Your instructions
Pick out all lines in the listing holding the string "query" and copy them.

Task data
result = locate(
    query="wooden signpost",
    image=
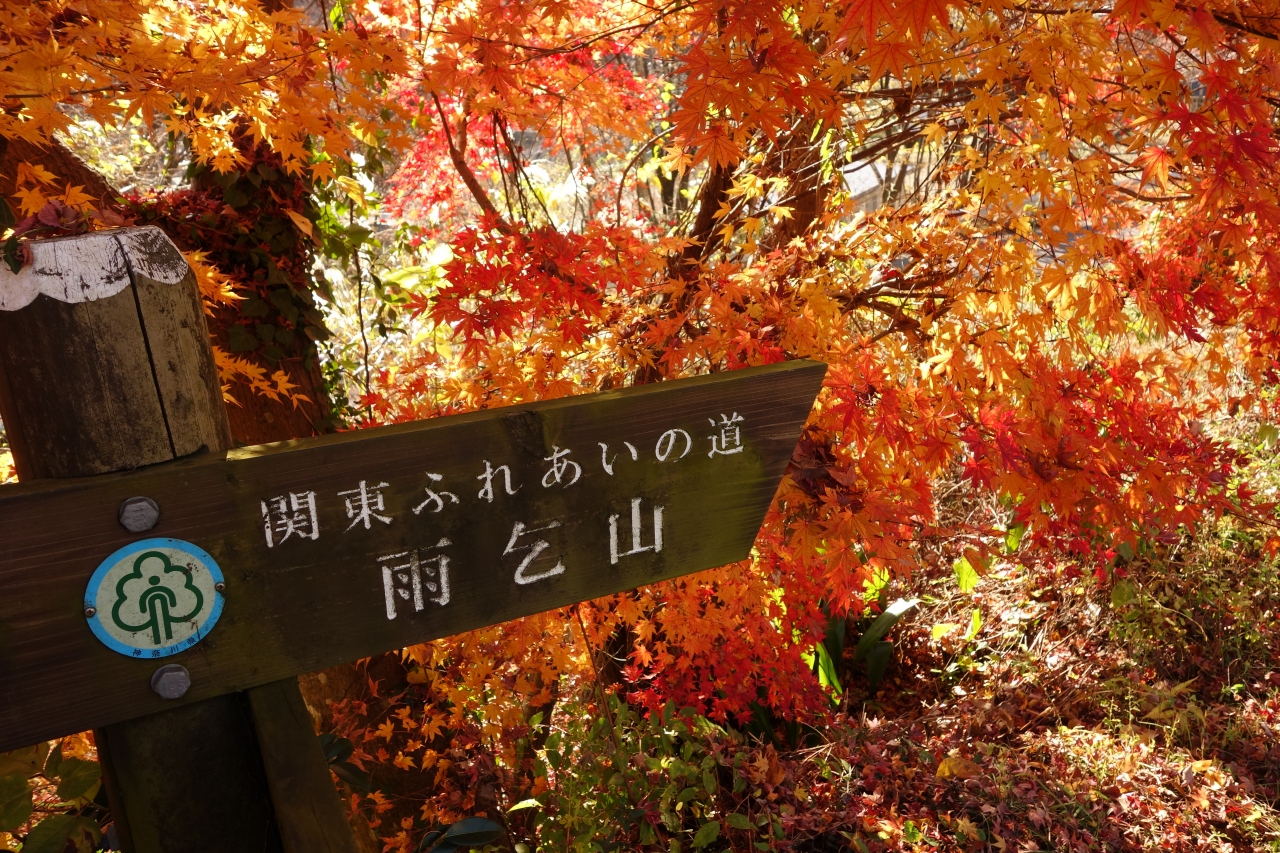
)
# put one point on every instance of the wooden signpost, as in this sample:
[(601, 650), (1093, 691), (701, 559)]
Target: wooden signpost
[(241, 569)]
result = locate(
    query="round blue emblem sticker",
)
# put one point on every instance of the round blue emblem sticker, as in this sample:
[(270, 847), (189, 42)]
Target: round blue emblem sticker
[(154, 598)]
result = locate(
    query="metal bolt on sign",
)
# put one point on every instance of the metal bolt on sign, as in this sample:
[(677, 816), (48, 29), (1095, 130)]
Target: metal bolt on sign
[(170, 682), (138, 514)]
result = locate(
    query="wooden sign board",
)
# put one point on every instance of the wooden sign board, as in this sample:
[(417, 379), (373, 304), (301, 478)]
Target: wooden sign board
[(341, 547)]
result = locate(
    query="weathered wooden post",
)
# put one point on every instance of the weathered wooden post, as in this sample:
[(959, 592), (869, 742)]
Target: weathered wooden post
[(172, 606), (105, 365)]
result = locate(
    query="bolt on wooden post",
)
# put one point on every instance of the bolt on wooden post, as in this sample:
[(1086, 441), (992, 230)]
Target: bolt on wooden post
[(105, 366)]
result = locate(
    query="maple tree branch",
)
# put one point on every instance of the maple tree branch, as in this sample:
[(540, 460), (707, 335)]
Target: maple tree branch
[(465, 172), (622, 181), (1243, 27)]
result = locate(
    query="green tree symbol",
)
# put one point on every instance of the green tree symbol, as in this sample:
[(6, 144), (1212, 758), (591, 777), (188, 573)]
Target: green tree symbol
[(158, 602)]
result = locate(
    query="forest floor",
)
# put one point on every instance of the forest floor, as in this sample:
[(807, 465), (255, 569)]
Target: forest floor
[(1137, 715)]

The completed task
    query="wooden signpost",
    query="round blue emblem sticker",
    query="metal bolt on sign",
    query="wooden sign board",
    query="weathered wooden post",
    query="bolt on wooden post",
    query="maple tree branch",
    query="green tree symbol",
    query="forest floor",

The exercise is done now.